Consigne>
Relevez toutes les lignes ci-dessous qui contiennent le mot « sunglasses ».

* * * * * * *

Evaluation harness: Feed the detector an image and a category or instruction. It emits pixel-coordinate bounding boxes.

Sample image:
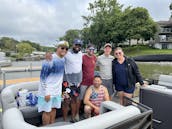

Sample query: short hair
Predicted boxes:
[94,75,102,80]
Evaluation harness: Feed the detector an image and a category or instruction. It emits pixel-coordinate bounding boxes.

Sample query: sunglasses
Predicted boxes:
[115,52,122,55]
[61,47,68,51]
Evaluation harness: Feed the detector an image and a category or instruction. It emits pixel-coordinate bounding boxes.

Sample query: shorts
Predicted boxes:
[37,96,61,112]
[79,85,88,100]
[115,86,135,94]
[102,79,114,96]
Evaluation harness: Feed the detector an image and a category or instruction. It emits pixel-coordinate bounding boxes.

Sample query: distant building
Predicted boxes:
[150,18,172,49]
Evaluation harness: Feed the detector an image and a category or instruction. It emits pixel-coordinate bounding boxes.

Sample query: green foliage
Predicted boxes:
[17,42,34,57]
[0,37,19,51]
[77,0,157,50]
[21,40,41,51]
[123,45,172,57]
[59,30,81,45]
[137,63,172,80]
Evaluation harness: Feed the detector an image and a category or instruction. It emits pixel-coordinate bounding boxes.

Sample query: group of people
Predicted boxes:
[38,39,144,125]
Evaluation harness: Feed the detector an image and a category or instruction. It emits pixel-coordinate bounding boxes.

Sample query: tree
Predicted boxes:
[0,37,19,51]
[21,40,41,51]
[59,29,81,45]
[82,0,157,48]
[83,0,123,49]
[17,42,34,57]
[121,7,157,44]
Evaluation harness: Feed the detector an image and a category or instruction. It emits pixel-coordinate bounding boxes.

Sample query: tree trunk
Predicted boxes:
[129,39,131,46]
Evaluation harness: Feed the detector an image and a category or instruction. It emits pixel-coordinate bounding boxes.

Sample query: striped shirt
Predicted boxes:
[90,85,105,107]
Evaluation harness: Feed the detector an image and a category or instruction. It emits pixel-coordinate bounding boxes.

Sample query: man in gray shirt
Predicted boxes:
[97,43,114,97]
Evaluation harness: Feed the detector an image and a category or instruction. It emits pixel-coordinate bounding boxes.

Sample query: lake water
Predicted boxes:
[0,61,42,80]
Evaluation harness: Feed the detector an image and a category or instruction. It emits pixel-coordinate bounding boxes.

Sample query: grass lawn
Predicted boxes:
[123,46,172,57]
[137,62,172,80]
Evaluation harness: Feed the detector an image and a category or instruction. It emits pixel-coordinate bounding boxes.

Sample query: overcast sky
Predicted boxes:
[0,0,172,45]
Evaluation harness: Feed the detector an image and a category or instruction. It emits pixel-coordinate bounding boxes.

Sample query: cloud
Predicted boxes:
[118,0,172,21]
[0,0,171,45]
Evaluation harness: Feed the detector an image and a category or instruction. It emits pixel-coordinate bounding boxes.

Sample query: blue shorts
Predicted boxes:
[37,96,61,112]
[115,85,135,94]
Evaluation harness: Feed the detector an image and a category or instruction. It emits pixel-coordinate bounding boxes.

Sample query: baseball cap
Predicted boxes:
[56,41,69,47]
[104,43,112,48]
[73,39,83,45]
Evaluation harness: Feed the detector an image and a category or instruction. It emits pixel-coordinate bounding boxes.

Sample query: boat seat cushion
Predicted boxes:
[158,75,172,88]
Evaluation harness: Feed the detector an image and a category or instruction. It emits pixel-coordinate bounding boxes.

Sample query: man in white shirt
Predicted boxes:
[63,39,82,122]
[97,43,114,98]
[38,41,69,125]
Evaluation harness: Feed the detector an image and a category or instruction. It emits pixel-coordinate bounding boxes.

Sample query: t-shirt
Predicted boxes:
[81,54,96,86]
[64,50,82,86]
[97,54,114,80]
[115,61,128,87]
[38,54,65,96]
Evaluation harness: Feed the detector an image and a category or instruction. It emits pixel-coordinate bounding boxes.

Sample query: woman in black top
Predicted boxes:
[112,47,144,105]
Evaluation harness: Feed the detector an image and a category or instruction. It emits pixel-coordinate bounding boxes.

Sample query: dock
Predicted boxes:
[0,77,40,86]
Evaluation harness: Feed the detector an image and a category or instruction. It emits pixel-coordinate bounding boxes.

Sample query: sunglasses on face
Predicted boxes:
[61,47,68,51]
[115,52,122,55]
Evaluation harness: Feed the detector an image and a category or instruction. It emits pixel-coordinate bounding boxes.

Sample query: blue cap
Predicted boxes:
[73,39,83,45]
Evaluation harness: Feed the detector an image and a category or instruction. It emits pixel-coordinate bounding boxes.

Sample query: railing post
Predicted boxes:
[2,71,6,89]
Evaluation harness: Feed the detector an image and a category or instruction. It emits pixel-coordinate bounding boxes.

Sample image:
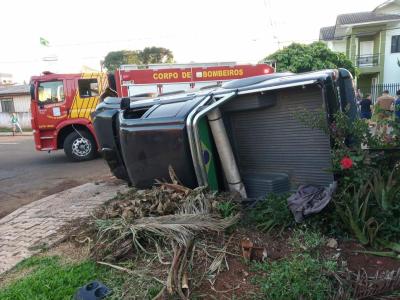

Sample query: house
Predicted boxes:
[319,0,400,96]
[0,84,31,128]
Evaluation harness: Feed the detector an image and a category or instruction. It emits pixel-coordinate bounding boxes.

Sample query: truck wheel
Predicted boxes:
[64,131,96,161]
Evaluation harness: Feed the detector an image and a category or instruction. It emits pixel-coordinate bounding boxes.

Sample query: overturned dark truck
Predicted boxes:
[93,69,356,198]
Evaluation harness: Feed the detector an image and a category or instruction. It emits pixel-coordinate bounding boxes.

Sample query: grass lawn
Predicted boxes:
[0,244,161,300]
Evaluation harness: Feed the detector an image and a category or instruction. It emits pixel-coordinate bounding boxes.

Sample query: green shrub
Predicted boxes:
[289,226,325,250]
[253,254,337,300]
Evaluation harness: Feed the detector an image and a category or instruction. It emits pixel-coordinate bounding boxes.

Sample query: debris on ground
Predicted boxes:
[92,172,240,299]
[326,238,338,249]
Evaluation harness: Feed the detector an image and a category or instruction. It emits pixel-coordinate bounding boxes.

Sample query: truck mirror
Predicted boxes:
[121,98,131,110]
[29,83,35,100]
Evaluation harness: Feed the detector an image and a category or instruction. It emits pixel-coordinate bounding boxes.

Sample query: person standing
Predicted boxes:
[394,90,400,122]
[11,113,23,135]
[376,90,394,119]
[375,90,394,136]
[360,94,372,120]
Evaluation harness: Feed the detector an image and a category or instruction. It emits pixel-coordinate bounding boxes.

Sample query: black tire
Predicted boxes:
[64,130,97,161]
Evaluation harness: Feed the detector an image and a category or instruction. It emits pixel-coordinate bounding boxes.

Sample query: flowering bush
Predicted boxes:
[340,156,353,170]
[299,111,400,252]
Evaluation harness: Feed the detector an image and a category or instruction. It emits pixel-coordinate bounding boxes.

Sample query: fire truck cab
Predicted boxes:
[30,62,275,161]
[30,72,106,161]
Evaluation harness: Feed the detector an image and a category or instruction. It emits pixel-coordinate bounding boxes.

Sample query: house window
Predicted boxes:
[78,78,99,98]
[391,35,400,53]
[0,98,15,112]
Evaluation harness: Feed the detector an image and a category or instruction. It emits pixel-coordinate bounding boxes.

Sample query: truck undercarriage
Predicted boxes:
[94,70,355,198]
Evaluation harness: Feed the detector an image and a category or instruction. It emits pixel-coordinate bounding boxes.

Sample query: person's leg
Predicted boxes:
[16,123,23,134]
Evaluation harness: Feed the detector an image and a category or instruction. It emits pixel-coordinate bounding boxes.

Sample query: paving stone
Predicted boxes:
[0,182,127,273]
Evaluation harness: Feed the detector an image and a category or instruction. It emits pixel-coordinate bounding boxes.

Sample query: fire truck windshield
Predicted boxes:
[38,81,64,104]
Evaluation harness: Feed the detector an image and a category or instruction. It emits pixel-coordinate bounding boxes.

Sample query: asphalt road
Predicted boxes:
[0,136,111,218]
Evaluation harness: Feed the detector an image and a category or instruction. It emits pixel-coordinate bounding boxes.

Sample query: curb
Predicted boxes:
[0,181,128,274]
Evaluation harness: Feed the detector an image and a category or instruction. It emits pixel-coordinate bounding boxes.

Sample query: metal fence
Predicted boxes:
[371,82,400,102]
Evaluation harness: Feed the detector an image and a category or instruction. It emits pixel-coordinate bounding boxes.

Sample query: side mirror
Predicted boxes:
[29,83,35,100]
[120,98,131,110]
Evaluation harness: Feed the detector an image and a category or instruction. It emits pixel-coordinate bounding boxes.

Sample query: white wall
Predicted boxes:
[376,1,400,14]
[0,112,31,128]
[330,40,346,53]
[383,23,400,83]
[0,95,31,112]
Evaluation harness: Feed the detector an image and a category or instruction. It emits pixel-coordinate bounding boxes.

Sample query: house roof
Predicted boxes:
[0,84,29,96]
[319,26,336,41]
[336,11,400,25]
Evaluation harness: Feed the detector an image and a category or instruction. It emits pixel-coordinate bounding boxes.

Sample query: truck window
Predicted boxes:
[38,81,64,104]
[78,78,99,98]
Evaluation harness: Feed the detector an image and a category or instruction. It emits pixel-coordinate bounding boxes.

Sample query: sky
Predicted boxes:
[0,0,384,83]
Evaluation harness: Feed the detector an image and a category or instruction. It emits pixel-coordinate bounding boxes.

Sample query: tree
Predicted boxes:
[102,47,174,71]
[102,50,141,71]
[265,42,356,76]
[139,47,174,64]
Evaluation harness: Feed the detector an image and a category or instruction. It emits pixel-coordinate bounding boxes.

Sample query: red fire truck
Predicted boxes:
[30,63,274,161]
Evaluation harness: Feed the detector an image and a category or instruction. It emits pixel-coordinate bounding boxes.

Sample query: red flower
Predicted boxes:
[340,156,353,170]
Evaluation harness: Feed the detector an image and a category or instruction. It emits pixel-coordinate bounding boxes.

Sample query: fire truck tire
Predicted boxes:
[64,131,97,161]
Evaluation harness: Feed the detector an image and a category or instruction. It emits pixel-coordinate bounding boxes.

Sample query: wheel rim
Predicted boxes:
[72,137,92,157]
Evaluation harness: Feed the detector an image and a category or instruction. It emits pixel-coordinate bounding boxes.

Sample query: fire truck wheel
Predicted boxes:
[64,131,96,161]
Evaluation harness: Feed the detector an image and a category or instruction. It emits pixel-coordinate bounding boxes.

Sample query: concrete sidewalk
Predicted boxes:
[0,182,128,273]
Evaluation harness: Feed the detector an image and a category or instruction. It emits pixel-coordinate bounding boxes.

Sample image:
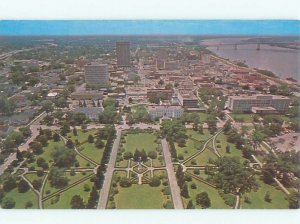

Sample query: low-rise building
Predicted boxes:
[177,91,199,108]
[147,89,173,100]
[227,95,291,112]
[148,105,183,119]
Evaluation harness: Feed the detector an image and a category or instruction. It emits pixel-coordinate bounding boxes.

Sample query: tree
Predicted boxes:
[66,139,74,149]
[16,149,24,161]
[149,177,160,187]
[161,119,187,143]
[123,152,133,160]
[36,134,48,147]
[148,151,157,159]
[48,166,68,188]
[181,183,190,198]
[3,176,17,192]
[226,145,230,153]
[52,147,76,167]
[95,138,104,149]
[25,201,33,208]
[88,135,94,143]
[71,195,85,209]
[1,197,16,209]
[32,179,43,191]
[214,156,257,194]
[120,177,131,187]
[0,96,16,115]
[53,132,60,142]
[18,179,30,193]
[261,163,276,184]
[264,191,272,203]
[73,127,77,136]
[251,129,266,150]
[196,192,211,208]
[42,100,53,114]
[288,192,300,209]
[86,187,99,208]
[186,200,195,209]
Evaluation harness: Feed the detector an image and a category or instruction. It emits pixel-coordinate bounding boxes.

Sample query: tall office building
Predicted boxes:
[116,41,130,67]
[84,62,109,87]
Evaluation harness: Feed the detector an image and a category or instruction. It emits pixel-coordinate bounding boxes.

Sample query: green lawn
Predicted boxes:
[215,132,247,162]
[80,142,106,164]
[175,138,200,160]
[183,178,230,209]
[75,155,94,168]
[115,184,165,209]
[229,113,253,123]
[124,133,158,153]
[241,177,288,209]
[5,188,38,209]
[25,173,46,186]
[175,129,211,160]
[116,160,128,168]
[44,180,93,209]
[67,129,97,143]
[185,148,218,166]
[186,128,212,141]
[43,171,92,196]
[198,112,208,123]
[28,140,65,169]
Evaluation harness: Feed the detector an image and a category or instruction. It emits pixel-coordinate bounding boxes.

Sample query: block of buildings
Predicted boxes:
[84,62,109,88]
[147,89,173,100]
[116,41,130,67]
[227,95,291,112]
[177,91,199,108]
[71,90,103,100]
[73,100,104,120]
[148,105,183,119]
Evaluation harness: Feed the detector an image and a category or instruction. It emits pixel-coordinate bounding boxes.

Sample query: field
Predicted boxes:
[216,132,246,162]
[124,133,158,153]
[5,188,38,208]
[44,178,93,209]
[240,177,288,209]
[175,129,211,160]
[183,178,230,209]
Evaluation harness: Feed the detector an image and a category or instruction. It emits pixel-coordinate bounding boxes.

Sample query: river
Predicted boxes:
[202,38,300,82]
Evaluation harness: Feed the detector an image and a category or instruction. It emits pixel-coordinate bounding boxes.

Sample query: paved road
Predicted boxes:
[161,138,183,209]
[97,129,121,209]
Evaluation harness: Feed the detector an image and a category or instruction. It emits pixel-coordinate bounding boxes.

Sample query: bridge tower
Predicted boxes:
[256,44,260,51]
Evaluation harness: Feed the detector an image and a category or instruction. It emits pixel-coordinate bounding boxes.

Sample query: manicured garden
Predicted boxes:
[107,170,173,209]
[182,178,231,209]
[44,178,94,209]
[116,129,165,168]
[215,132,246,162]
[240,176,289,209]
[175,129,211,161]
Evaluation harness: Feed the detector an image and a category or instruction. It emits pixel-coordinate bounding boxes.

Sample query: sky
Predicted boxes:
[0,20,300,36]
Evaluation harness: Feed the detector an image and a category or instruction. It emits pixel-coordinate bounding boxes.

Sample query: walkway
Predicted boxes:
[161,138,183,209]
[97,129,121,209]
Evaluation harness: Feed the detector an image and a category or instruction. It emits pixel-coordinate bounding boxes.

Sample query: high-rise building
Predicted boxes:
[84,62,109,87]
[116,41,130,67]
[228,95,291,112]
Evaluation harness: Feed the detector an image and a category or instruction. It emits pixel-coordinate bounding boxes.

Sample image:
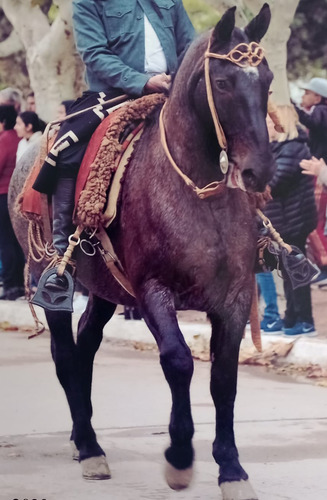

* * * * * * *

Corrigé>
Sample query: sunglasses
Sample query: sunglasses on face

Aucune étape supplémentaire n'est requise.